Source data:
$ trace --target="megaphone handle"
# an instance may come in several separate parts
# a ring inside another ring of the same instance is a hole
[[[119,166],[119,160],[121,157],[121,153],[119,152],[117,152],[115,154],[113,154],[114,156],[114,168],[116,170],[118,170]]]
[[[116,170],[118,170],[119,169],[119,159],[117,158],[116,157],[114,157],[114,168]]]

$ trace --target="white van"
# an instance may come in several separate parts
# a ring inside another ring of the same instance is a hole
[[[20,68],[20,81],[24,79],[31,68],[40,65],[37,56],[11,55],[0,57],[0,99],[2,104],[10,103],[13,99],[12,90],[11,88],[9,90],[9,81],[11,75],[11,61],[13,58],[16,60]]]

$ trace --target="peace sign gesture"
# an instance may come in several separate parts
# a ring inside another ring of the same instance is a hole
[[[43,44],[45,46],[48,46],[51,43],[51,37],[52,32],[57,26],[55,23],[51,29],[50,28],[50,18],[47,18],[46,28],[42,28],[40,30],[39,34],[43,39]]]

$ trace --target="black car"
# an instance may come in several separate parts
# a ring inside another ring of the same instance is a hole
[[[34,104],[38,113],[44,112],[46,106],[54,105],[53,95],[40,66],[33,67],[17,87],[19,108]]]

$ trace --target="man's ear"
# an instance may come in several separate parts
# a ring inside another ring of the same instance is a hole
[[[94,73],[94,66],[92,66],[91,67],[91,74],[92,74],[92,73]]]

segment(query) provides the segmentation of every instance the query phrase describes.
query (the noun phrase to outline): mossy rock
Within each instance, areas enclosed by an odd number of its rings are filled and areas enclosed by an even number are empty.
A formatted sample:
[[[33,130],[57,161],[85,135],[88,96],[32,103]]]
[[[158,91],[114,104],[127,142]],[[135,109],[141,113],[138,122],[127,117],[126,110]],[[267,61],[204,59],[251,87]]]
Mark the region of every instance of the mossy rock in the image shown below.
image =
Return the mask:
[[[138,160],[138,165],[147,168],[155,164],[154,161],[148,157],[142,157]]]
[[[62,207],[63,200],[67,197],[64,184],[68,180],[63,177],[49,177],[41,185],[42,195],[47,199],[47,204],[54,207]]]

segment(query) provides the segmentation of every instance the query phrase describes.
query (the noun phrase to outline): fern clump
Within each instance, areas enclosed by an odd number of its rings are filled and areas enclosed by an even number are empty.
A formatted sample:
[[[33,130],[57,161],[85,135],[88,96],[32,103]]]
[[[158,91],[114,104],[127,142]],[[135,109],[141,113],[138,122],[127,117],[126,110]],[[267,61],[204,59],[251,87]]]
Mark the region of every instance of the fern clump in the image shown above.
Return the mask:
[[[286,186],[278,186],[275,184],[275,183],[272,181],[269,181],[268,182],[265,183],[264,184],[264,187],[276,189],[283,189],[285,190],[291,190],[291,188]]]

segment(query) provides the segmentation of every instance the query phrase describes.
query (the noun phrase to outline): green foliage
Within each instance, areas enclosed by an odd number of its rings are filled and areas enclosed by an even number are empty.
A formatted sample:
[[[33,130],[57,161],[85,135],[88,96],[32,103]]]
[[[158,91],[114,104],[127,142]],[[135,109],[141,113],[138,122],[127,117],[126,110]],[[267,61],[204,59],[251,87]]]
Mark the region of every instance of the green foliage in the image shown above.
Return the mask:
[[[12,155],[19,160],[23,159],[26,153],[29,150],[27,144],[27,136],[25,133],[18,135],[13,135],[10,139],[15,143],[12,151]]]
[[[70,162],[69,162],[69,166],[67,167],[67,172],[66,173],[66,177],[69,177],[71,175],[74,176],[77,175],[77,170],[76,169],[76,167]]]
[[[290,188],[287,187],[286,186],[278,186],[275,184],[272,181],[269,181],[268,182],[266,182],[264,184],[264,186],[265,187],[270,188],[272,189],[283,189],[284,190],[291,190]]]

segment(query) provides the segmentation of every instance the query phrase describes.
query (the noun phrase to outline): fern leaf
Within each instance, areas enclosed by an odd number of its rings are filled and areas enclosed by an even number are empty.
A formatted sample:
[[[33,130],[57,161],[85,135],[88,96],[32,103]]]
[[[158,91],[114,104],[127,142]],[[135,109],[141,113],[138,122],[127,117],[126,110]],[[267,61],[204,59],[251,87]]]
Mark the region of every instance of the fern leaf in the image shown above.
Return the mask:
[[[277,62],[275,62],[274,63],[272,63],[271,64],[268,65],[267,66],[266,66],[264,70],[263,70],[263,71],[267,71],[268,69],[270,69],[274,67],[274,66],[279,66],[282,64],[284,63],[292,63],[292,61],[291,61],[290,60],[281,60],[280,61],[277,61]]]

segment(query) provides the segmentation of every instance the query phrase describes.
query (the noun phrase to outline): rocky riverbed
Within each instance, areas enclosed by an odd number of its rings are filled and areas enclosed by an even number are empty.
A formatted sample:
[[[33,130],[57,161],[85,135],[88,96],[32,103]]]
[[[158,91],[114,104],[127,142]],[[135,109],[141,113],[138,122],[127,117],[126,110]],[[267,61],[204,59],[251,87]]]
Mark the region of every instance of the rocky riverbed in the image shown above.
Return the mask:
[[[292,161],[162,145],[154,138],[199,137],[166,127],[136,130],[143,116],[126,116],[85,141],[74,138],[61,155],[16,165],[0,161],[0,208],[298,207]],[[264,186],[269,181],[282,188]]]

◆ DO THIS
Find every line in the listing that contains the word "green", and copy each of those lines.

◆ OUTPUT FOR THIS EXERCISE
query (the noun phrase to outline): green foliage
Mark the region of every instance of the green foliage in the image shown above.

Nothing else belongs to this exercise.